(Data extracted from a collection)
────────────────

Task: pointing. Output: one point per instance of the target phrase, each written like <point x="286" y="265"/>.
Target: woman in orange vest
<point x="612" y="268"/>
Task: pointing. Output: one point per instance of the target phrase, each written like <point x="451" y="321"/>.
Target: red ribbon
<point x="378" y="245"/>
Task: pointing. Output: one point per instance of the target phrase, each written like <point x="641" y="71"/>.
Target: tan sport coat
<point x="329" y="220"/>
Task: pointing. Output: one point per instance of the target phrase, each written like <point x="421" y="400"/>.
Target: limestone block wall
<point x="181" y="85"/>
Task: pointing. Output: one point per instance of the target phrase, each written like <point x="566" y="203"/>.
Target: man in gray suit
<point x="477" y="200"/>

────────────────

### PROBLEM DESCRIPTION
Go through the data above and copy each line that holds the word "phrase".

### ANSWER
Task: pointing. Output: one point per instance of the target phrase, each written like <point x="286" y="265"/>.
Task: pointing. Output: one point per instance of the target phrase, each written like <point x="451" y="321"/>.
Task: pointing. Output: one point per instance of the target phrase, each written like <point x="641" y="71"/>.
Task: pointing. Output: one point per instance of the target phrase, each written like <point x="421" y="400"/>.
Task: pointing. Output: one point per instance of the target phrase, each written like <point x="566" y="203"/>.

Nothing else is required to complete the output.